• WORK TASK: Reproduce word for word the passage of the Rebekah Graf biography below that begins with "In 2018, Graf" and ends with "on Rotten Tomatoes.".

• EXTRACT PROVIDED:
▼▼▼
Rebekah Graf is an American film and television actress. She is best known for playing Heather Locklear in the 2019 biographical film The Dirt.

== Family and early life ==
Graf was born and raised in Corpus Christi, Texas. From an early age she aspired to be an actress, and began performing in local theater at the age of five or six years old, a goal fostered by her parents. Graf attended Ray High School and the University of Texas at Austin where she majored in theater arts.
== Career ==
Graf relocated from Austin to Los Angeles and began auditioning for TV and film parts. Early roles included small parts in TV series 90210 and the Comedy Central series Workaholics. She also acted in the films Savage County; the 2015 continuation film of the series Entourage; and The Amityville Murders, the true story of the mass murder antecedent to the alleged supernatural events of The Amityville Horror.

In 2018, Graf was cast in the Netflix biographical film The Dirt, as 80s TV star Heather Locklear, then-wife of Mötley Crüe drummer Tommy Lee. The Dirt received mixed reviews from the critics but was one of the top audience-rated films of 2019 on Rotten Tomatoes.
Graf's subsequent roles have included a lead in the film Capsized: Blood in the Water, a survival film based on the true story of a yacht crew stranded in shark-infested waters; and a guest role on the Netflix comedy series The Kominsky Method.

In 2021, Graf was cast in The CW series Walker starring Jared Padalecki, a reboot of the 1993–2001 television series Walker, Texas Ranger, as Crystal. She had been cast in a recurring role as Tara Locke, the mother of Kyle Abbott's (Michael Mealor) son on the CBS soap opera The Young and the Restless, but had to be replaced due to a resulting scheduling conflict with Walkers shooting.

== Personal life ==
In 2019, the tabloid press linked Graf with the actor Josh Duhamel.
▲▲▲
• DATASET ENTRIES:
▼▼▼
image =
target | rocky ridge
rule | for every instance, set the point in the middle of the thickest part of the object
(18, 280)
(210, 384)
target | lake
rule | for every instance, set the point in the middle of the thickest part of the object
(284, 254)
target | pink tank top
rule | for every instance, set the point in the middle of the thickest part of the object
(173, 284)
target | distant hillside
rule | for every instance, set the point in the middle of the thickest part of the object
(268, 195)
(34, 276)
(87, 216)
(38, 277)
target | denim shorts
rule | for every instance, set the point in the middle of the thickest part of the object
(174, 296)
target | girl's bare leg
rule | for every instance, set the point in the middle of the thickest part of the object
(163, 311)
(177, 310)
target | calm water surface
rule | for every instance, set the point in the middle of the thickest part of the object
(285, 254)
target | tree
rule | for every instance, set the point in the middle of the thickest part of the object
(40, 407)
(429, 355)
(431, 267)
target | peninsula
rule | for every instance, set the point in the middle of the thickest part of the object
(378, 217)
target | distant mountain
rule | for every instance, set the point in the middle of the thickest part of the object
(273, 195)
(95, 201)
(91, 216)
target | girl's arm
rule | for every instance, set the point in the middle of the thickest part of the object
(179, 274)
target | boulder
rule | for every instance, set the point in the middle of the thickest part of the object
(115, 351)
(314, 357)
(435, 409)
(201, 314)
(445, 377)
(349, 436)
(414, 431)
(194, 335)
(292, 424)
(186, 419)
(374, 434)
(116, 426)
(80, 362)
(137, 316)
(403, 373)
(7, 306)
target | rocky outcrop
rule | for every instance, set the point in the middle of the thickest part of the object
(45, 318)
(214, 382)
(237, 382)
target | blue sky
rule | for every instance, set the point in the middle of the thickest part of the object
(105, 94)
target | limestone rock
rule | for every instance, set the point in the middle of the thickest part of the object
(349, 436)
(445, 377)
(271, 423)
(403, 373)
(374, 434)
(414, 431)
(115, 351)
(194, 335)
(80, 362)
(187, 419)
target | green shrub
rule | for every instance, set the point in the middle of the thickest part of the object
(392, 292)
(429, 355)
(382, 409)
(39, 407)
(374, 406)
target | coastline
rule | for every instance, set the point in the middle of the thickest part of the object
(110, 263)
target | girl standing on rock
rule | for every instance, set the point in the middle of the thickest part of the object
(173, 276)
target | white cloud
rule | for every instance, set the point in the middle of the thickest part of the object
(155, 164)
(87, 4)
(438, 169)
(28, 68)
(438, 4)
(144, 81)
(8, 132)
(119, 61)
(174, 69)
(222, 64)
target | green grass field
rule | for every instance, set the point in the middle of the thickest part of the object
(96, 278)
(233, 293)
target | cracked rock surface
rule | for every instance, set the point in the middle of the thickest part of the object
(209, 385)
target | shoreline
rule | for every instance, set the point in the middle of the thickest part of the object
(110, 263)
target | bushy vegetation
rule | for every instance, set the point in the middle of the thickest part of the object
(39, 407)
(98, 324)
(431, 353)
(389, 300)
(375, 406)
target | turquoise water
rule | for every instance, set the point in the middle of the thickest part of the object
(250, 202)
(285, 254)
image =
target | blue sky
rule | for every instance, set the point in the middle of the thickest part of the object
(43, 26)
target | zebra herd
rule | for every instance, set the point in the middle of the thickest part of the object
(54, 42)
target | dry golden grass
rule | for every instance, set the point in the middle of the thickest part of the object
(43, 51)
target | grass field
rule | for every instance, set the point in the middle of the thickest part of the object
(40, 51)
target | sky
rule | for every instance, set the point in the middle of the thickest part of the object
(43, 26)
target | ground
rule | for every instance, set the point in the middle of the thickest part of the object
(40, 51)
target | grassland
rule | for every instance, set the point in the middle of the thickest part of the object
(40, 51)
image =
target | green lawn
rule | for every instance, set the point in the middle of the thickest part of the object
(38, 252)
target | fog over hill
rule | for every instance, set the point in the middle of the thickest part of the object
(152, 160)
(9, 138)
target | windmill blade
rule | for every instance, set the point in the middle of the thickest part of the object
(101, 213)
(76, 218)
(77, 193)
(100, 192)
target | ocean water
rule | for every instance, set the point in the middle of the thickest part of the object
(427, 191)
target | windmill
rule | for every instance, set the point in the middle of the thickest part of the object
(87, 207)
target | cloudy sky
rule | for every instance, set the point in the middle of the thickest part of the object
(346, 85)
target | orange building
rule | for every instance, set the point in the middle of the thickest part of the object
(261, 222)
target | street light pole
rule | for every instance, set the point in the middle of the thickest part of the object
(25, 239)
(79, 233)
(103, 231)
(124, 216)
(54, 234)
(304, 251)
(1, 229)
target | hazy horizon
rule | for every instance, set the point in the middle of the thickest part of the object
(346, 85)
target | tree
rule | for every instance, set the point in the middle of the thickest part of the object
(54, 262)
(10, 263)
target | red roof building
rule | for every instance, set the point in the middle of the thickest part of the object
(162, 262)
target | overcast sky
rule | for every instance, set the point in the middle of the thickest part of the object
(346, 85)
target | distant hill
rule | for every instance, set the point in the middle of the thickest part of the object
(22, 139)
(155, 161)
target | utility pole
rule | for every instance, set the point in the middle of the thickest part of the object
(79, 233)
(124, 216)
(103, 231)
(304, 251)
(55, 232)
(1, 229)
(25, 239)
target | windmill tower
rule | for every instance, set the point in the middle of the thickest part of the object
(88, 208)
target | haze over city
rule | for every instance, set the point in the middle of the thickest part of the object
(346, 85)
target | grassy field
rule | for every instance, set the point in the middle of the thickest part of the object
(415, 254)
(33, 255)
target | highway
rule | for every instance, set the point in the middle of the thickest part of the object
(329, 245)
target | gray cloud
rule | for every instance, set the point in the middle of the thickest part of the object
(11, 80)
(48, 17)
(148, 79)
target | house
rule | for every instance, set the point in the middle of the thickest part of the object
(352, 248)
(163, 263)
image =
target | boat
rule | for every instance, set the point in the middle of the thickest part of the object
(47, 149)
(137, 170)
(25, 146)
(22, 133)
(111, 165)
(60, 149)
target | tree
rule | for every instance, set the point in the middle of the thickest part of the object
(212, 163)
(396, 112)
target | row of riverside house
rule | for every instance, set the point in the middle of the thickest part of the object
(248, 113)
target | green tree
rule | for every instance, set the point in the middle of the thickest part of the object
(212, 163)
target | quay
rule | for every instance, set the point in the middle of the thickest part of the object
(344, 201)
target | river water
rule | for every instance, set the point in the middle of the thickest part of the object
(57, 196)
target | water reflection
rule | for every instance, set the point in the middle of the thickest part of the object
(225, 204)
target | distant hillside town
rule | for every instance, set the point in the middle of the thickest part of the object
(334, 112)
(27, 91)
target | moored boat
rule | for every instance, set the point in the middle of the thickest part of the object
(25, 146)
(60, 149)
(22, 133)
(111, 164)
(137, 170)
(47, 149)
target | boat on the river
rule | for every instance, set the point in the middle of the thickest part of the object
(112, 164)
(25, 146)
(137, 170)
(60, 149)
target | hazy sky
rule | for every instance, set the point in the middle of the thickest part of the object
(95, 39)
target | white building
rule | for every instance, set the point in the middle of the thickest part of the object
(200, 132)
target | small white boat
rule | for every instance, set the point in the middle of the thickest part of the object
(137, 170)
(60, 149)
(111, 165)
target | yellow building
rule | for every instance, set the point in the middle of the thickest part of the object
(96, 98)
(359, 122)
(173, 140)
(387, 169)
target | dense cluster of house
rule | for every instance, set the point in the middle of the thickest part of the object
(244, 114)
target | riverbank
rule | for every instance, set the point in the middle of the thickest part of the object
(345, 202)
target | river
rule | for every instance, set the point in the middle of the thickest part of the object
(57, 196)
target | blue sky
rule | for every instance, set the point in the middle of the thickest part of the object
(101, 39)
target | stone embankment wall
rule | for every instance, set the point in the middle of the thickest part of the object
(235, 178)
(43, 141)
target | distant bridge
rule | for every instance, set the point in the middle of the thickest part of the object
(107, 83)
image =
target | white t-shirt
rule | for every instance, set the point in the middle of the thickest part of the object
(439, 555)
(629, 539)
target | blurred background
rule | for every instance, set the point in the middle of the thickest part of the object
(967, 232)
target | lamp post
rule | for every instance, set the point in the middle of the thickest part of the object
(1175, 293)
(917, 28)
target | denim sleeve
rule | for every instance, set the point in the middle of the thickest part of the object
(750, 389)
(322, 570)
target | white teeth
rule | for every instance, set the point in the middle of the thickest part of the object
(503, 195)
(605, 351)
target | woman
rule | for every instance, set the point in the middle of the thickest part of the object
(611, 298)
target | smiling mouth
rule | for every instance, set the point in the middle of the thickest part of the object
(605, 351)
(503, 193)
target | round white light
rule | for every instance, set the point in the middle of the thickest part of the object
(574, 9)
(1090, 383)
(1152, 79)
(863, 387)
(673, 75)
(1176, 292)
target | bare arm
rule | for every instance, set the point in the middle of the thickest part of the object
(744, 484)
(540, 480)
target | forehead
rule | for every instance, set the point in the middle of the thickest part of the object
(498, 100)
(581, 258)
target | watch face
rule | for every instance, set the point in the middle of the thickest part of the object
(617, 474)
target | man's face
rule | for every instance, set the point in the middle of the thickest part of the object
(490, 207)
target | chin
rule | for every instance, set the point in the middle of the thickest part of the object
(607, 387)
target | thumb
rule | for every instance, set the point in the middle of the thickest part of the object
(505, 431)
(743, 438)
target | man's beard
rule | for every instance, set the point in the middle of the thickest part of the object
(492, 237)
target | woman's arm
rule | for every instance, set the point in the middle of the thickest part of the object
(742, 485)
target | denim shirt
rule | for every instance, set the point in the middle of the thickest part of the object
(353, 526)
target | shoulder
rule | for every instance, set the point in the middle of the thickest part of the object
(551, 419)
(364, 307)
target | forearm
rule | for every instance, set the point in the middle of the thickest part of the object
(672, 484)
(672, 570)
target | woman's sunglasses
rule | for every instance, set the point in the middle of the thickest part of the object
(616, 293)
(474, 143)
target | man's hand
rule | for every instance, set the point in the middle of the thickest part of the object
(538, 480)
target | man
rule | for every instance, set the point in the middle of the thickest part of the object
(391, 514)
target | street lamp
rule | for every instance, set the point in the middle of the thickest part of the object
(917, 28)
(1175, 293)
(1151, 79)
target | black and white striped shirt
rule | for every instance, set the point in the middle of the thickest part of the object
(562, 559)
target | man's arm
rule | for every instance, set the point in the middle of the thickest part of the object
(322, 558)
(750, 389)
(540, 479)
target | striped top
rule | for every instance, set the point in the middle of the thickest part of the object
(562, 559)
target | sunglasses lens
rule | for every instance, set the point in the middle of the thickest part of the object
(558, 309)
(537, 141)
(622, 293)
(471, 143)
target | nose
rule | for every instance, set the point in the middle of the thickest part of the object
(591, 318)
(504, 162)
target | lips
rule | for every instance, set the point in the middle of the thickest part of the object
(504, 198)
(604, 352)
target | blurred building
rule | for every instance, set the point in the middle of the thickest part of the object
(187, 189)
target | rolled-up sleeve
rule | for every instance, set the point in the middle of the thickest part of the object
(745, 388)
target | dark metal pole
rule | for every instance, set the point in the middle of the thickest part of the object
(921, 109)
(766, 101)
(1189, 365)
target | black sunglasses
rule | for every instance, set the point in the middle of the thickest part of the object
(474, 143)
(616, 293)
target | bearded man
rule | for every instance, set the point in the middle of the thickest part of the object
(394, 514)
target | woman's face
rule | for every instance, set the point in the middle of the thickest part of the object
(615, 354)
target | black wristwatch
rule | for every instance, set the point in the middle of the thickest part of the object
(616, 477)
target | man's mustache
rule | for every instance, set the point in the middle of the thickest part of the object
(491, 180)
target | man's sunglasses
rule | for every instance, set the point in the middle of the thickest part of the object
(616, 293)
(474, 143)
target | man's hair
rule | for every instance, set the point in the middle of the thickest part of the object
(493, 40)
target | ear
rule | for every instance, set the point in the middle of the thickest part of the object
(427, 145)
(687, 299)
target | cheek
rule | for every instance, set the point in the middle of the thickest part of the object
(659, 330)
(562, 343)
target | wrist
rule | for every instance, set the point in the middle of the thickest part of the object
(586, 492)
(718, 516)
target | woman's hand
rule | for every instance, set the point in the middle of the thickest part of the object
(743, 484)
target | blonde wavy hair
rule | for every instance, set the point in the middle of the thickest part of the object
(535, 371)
▲▲▲
• RESULT FOR THIS EXERCISE:
In 2018, Graf was cast in the Netflix biographical film The Dirt, as 80s TV star Heather Locklear, then-wife of Mötley Crüe drummer Tommy Lee. The Dirt received mixed reviews from the critics but was one of the top audience-rated films of 2019 on Rotten Tomatoes.